#### Data supplied ####
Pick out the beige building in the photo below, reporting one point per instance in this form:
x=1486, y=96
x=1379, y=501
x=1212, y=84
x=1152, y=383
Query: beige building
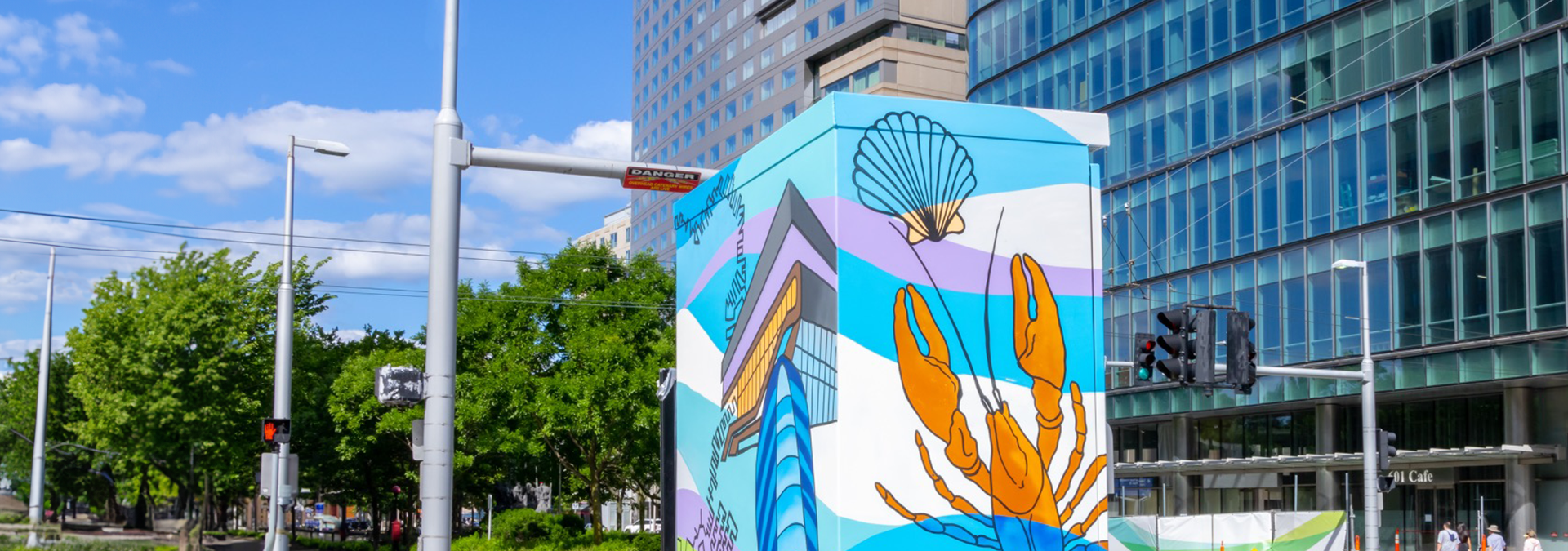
x=714, y=77
x=612, y=233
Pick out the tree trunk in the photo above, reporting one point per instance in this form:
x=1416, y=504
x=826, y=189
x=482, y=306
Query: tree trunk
x=143, y=495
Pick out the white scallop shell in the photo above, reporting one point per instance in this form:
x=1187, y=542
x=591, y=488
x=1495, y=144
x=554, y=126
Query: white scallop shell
x=910, y=167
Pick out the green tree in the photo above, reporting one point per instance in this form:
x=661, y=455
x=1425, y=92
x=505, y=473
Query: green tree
x=175, y=365
x=571, y=354
x=69, y=469
x=372, y=440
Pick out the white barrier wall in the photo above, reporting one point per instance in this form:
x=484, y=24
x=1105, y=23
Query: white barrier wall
x=1266, y=531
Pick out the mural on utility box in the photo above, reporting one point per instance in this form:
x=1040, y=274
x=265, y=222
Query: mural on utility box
x=877, y=281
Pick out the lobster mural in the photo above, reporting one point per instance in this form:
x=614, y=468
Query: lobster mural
x=1027, y=508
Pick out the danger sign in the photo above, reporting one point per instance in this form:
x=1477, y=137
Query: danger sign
x=661, y=179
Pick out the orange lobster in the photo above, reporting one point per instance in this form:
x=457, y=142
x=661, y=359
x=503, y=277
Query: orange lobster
x=1027, y=508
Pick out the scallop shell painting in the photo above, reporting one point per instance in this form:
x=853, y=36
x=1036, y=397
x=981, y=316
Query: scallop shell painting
x=911, y=168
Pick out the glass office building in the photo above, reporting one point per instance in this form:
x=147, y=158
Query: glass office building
x=1254, y=143
x=714, y=77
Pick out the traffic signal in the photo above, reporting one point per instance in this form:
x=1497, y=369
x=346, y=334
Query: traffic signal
x=274, y=431
x=1142, y=359
x=1385, y=448
x=1241, y=356
x=1178, y=365
x=1201, y=348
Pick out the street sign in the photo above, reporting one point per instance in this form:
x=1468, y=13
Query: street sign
x=661, y=179
x=400, y=385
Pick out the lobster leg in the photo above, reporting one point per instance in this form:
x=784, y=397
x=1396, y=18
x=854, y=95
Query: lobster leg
x=938, y=527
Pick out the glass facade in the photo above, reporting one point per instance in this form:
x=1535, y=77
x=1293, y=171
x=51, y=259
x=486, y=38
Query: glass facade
x=1256, y=143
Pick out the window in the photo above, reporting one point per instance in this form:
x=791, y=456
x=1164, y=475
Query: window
x=1374, y=160
x=1438, y=238
x=1472, y=274
x=1407, y=285
x=836, y=16
x=1438, y=151
x=1470, y=126
x=1547, y=259
x=1509, y=276
x=1542, y=109
x=1508, y=131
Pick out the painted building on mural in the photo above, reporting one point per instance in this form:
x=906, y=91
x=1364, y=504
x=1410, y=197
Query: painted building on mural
x=889, y=334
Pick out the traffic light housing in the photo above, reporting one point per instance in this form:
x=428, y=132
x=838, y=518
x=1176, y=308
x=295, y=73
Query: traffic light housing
x=1241, y=356
x=1142, y=359
x=1178, y=363
x=274, y=431
x=1201, y=346
x=1385, y=448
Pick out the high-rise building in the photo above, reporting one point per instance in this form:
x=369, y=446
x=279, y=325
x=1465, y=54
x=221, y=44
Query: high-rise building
x=712, y=77
x=613, y=233
x=1258, y=141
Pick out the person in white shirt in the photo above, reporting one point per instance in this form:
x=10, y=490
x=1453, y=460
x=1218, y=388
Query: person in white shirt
x=1448, y=539
x=1530, y=544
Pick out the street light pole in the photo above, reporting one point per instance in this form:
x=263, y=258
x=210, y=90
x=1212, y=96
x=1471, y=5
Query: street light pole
x=35, y=500
x=441, y=353
x=283, y=358
x=1370, y=492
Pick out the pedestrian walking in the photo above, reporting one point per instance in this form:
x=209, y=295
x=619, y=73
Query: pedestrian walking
x=1494, y=540
x=1530, y=544
x=1448, y=539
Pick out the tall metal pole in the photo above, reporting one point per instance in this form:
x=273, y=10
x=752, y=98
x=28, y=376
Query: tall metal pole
x=283, y=367
x=1370, y=491
x=35, y=500
x=441, y=354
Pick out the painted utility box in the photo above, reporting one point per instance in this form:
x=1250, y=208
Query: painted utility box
x=889, y=334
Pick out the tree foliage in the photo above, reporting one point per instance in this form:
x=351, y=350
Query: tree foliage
x=175, y=363
x=571, y=353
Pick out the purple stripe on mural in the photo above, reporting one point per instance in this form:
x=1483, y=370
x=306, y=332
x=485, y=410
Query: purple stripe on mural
x=954, y=273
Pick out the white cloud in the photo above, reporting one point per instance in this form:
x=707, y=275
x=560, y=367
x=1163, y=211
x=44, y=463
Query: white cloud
x=20, y=44
x=172, y=66
x=65, y=104
x=16, y=349
x=391, y=149
x=80, y=39
x=538, y=191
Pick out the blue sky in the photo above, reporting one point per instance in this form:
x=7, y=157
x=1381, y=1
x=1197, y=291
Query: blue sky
x=177, y=112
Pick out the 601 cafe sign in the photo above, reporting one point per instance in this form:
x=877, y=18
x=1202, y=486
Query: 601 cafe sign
x=1424, y=476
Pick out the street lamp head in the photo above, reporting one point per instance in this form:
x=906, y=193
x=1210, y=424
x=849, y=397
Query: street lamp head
x=323, y=146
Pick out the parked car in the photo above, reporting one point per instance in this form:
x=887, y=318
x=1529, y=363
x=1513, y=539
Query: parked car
x=327, y=523
x=647, y=527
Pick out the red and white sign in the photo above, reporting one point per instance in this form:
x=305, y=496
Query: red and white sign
x=661, y=179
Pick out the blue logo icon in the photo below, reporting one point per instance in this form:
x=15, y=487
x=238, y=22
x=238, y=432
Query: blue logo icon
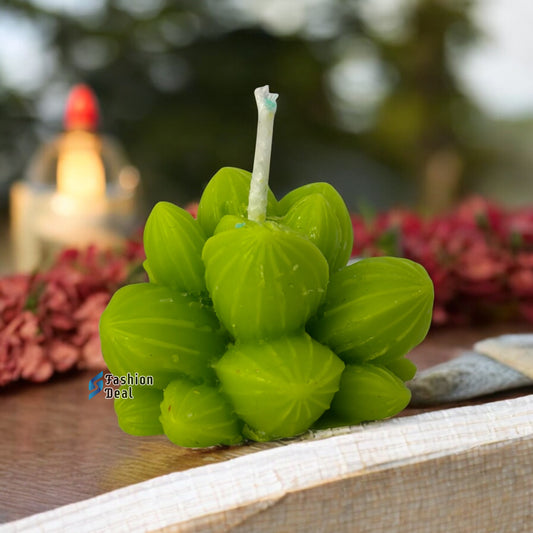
####
Exercise task: Rewrite all of the data above with "one point per instance" swapped for "a single point for each instance" everywhere it occurs, leaving everything else as it is. Omit the pictures from your answer.

Solution for this task:
Pick out the beige building in the photo below, reporting a single point for each instance in this form:
x=1486, y=96
x=1379, y=501
x=1212, y=84
x=1152, y=383
Query: beige building
x=714, y=77
x=612, y=233
Pick out the tree trunk in the photo above, reporting a single point for each instance in this form:
x=1416, y=504
x=826, y=189
x=482, y=306
Query: tree trunk
x=143, y=495
Pick out the white scallop shell in the photo above, reporting a single point for each instance in this form:
x=1187, y=542
x=591, y=488
x=1495, y=144
x=554, y=126
Query: white scallop shell
x=910, y=167
Pick out the green tree in the photo above, reporting a single point for each instance in this form:
x=661, y=455
x=1425, y=92
x=505, y=473
Query: green tree
x=175, y=365
x=571, y=354
x=69, y=469
x=372, y=440
Pick out the white barrier wall in the photo above, reporting a single point for each instance in this form:
x=484, y=24
x=1105, y=23
Query: white barrier wall
x=1266, y=531
Pick out the mural on utility box in the photo above, reporting a single point for each instance in this form:
x=1040, y=274
x=265, y=222
Query: mural on utility box
x=877, y=281
Pick out the lobster mural in the photo above, reporting a single point for each instance in this form:
x=614, y=468
Query: lobster mural
x=1027, y=508
Pick out the danger sign in the photo above, reporting a single point for each instance in this form:
x=1477, y=137
Query: danger sign
x=661, y=179
Pick out the orange lobster in the photo above, reporting a single point for each instance in this form:
x=457, y=142
x=661, y=359
x=503, y=277
Query: orange lobster
x=1027, y=508
Pick out the scallop shell painting in the photo above, reporting a single point for each instance in this form:
x=853, y=36
x=1036, y=397
x=981, y=316
Query: scallop shell painting
x=911, y=168
Pick out the glass office building in the photo above, reporting a single point for each instance in this form:
x=147, y=158
Query: glass office building
x=1254, y=143
x=714, y=77
Pick out the traffic signal in the photo above, reporting a single point for each instance in this form:
x=1497, y=369
x=346, y=334
Query: traffic signal
x=274, y=431
x=1142, y=359
x=1385, y=448
x=1241, y=356
x=1178, y=365
x=1201, y=348
Pick out the street sign in the photo above, reporting a single point for each instance in this form:
x=1468, y=13
Query: street sign
x=661, y=179
x=400, y=385
Pick out the lobster leg in the photo above, reporting a single point for each instance in this form:
x=784, y=397
x=1396, y=18
x=854, y=95
Query: lobster leg
x=938, y=527
Pick out the glass facade in the photo above, reporting a single point for each instance in this form:
x=1535, y=77
x=1293, y=171
x=51, y=259
x=486, y=38
Query: glass facade
x=1256, y=143
Pick out the window in the photo above, reporting a single point for each instance in this form:
x=791, y=456
x=1164, y=475
Query: window
x=1374, y=160
x=1438, y=238
x=1472, y=274
x=1407, y=285
x=836, y=16
x=1438, y=151
x=1470, y=126
x=1547, y=259
x=1509, y=276
x=1542, y=109
x=1508, y=131
Pick out the painted building on mural in the photo above, reporting a single point for each instance in this form:
x=906, y=91
x=1364, y=504
x=1410, y=197
Query: painted building on mural
x=889, y=334
Pick out the traffic light housing in the photo above, reporting a single point for each instance in this form:
x=428, y=132
x=838, y=518
x=1176, y=308
x=295, y=73
Query: traffic light housing
x=1241, y=356
x=1142, y=359
x=1178, y=363
x=274, y=431
x=1201, y=346
x=1385, y=448
Pick out the high-rise building in the photo above, reporting a single point for each instance in this form:
x=369, y=446
x=279, y=325
x=1465, y=54
x=221, y=44
Query: high-rise building
x=712, y=77
x=613, y=233
x=1258, y=141
Pick out the person in white shirt in the photo above, reporting a single point for each instance in this form:
x=10, y=490
x=1453, y=460
x=1218, y=388
Query: person in white shirt
x=1448, y=539
x=1530, y=544
Pick out the street light pole in the photo above, reporting a single point for each instance in this form:
x=263, y=258
x=210, y=90
x=1212, y=96
x=1471, y=5
Query: street light pole
x=35, y=500
x=441, y=353
x=283, y=358
x=1370, y=492
Pick out the pedestrian walking in the photo above, reporting a single point for each instance in this form:
x=209, y=295
x=619, y=73
Query: pedestrian walking
x=1494, y=540
x=1530, y=544
x=1448, y=539
Pick out the tall metal pole in the photo above, reporting a single point for each instance in this form:
x=273, y=10
x=752, y=98
x=28, y=376
Query: tall metal pole
x=283, y=367
x=1370, y=491
x=35, y=500
x=441, y=354
Pick out the painted utility box in the photo above, reporting a single point for each instance in this form:
x=1250, y=208
Query: painted utility box
x=889, y=334
Pick out the tree foliage in the photo above, reporting a single point for each instance in this form:
x=351, y=350
Query: tree foliage
x=175, y=363
x=571, y=353
Pick out the purple stripe on mural in the photo above, reporting a single point for each instance in this form:
x=1483, y=370
x=306, y=332
x=485, y=410
Query: purple stripe on mural
x=954, y=273
Pick out the white cloud in the photo above, reporting a single point for each instance in this form:
x=707, y=275
x=560, y=367
x=1163, y=211
x=44, y=463
Query: white cloud
x=20, y=44
x=172, y=66
x=65, y=104
x=16, y=349
x=391, y=149
x=80, y=39
x=538, y=191
Pick out the blue sky in the photo above, reporting a single point for each instance in this form:
x=7, y=157
x=1381, y=1
x=1197, y=291
Query: blue sky
x=177, y=112
Pick out the 601 cafe sign in the photo above, reporting a single point for each instance in this form:
x=877, y=18
x=1202, y=486
Query: 601 cafe sign
x=1424, y=476
Pick out the street lamp head in the photo above, reporting a single point for each instance in this form:
x=906, y=193
x=1210, y=424
x=849, y=397
Query: street lamp head
x=323, y=146
Pick out the parked car in the photo above, reporting a single point for each instance in this form:
x=887, y=318
x=1529, y=363
x=1513, y=539
Query: parked car
x=327, y=523
x=647, y=527
Pick out the red and white sign in the photo above, reporting a single point for each instance in this form:
x=305, y=496
Query: red and white sign
x=661, y=179
Pick out the blue logo icon in the photo below, reporting a single point for each instance in this form:
x=15, y=487
x=238, y=22
x=238, y=432
Query: blue logo icon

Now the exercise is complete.